Document text
=======
Study finds substantial rise in presence of microplastics in soil in Kasaragod town post-pandemic

Microplastics released from products such as face masks pose a serious threat to environment while their ecotoxicological impacts are unknown  

April 11, 2023 08:19 pm | Updated 08:19 pm IST - Kasaragod

A recent study jointly conducted by researchers from the Central University of Kerala (CUK) and the Manipal Institute of Technology has found a drastic increase in the presence of microplastics in the soil in Kasaragod town post the COVID-19 pandemic.

The study was conducted as part of a research project sanctioned by the Kerala State Council for Science, Technology and Environment (KSCSTE). It is significant as microplastics released from products such as face masks pose a serious threat to environment while their ecotoxicological impacts are unknown.  

K. Sandeep, Assistant Professor, department of Geology at CUK, and one of the researchers, explained that plastic debris could be in all shapes and sizes. But those that are less than five millimetres in length are called microplastics, and they can harm soil, water, and life. Microplastics can affect soil properties, and organisms and microbes in the soil, besides entering the plant body and adversely impacting its growth.

Face masks are seen discarded indiscriminately in Kasaragod town. Their disintegration owing to sunlight and combustion could release microplastic fibres into the soil, he said.

Microplastics in soil predominantly have polypropylene and high-density polyethylene (HDPE) compositions. Although packaging materials and cloth fibres can also contribute to generation of microplastics, a two-fold increase in their presence in the soil post-pandemic indicates a significant contribution from face masks.

According to Dr. Sandeep, soil at parks, schools, railway station, offices, beaches, bus terminal, and restaurants in Kasaragod town from October 2019 to March 2021 was examined as part of the study.
=======
Exercise data
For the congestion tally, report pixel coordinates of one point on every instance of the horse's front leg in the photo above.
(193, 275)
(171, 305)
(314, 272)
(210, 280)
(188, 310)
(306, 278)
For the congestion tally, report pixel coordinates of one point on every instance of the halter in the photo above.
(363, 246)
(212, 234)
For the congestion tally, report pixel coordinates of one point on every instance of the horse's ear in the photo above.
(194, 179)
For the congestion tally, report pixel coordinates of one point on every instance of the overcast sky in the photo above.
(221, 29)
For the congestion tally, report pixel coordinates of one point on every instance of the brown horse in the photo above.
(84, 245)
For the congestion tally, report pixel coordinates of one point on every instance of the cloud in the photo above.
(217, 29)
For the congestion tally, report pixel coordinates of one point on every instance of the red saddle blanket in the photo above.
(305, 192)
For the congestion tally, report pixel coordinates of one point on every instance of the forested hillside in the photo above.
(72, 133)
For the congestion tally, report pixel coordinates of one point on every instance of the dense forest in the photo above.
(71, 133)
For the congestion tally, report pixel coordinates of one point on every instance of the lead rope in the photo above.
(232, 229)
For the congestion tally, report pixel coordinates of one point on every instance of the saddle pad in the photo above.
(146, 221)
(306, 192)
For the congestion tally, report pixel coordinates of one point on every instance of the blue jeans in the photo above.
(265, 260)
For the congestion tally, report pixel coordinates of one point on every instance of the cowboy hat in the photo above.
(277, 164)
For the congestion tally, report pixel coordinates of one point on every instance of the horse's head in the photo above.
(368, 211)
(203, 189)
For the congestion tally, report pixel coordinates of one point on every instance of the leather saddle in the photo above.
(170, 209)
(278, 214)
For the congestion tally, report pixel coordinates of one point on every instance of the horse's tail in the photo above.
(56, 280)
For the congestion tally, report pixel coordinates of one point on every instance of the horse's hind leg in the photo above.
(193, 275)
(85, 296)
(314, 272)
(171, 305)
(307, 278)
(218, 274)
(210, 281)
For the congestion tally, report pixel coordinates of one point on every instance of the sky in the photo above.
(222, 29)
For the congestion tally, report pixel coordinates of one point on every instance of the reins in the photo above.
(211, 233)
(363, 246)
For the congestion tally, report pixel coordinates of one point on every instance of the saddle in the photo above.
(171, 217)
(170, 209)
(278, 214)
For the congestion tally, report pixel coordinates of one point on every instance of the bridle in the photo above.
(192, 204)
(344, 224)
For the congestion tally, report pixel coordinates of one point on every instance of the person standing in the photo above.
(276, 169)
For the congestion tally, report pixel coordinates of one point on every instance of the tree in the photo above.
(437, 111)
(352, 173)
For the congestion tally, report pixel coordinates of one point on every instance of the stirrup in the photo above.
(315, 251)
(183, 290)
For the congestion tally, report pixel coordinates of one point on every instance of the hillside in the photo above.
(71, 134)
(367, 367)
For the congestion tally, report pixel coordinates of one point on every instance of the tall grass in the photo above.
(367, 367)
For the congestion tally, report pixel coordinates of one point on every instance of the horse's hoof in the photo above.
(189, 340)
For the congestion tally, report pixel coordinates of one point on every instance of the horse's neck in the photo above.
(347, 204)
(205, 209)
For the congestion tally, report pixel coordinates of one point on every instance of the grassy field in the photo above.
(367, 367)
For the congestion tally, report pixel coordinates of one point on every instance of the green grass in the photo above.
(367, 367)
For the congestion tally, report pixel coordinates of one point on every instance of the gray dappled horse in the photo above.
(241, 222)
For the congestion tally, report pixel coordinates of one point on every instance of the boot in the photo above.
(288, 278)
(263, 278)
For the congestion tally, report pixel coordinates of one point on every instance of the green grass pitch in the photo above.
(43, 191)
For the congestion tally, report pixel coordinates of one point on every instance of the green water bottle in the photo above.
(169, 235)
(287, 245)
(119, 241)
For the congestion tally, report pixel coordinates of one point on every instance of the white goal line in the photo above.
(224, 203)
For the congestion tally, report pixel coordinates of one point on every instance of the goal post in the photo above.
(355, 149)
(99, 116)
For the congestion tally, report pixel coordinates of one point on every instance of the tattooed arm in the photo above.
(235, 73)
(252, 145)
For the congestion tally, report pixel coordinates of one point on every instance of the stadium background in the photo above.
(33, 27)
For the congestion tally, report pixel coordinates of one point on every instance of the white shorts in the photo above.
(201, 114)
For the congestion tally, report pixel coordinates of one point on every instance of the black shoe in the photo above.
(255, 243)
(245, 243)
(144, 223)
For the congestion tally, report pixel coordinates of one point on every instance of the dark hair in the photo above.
=======
Set of tasks
a) Rewrite the passage of the microplastics article starting at "Face masks are" and ending at "from face masks.", swapping "polypropylene" for "polystyrene".
b) Please extend the microplastics article, picking up after its final sentence.

Responses by item number
a)
Face masks are seen discarded indiscriminately in Kasaragod town. Their disintegration owing to sunlight and combustion could release microplastic fibres into the soil, he said.

Microplastics in soil predominantly have polystyrene and high-density polyethylene (HDPE) compositions. Although packaging materials and cloth fibres can also contribute to generation of microplastics, a two-fold increase in their presence in the soil post-pandemic indicates a significant contribution from face masks.

b)
The highest presence of microplastics was found at the railway station and bus terminal. However, there was only a slight increase during the period owing to the lockdown. Even beach areas documented low microplastic abundance. However, the remaining places showed more than two-fold increase in microplastic concentration in the soil, he said.

“We found an average abundance of 515 particles/kg in 2019, which increased to 960 particles/kg in 2021. Flakes, fibres, and films are the most abundant types documented in the soil of Kasaragod,” said Dr. Sandeep.

He added that though blue-coloured microplastics were abundant in 2019, the presence of red microplastics was high in 2021. The consequences of microplastic contamination needed to be explored in detail as little was known about microplastics and their impacts, he said.

When it comes to physical and chemical properties of soil, microplastics can increase soil porosity, alter its aggregate structure, influence enzymatic activities, and reduce microbial population.

The study also suggested proper disposal and management of plastic materials, including surgical face masks and PPE kits, in the region.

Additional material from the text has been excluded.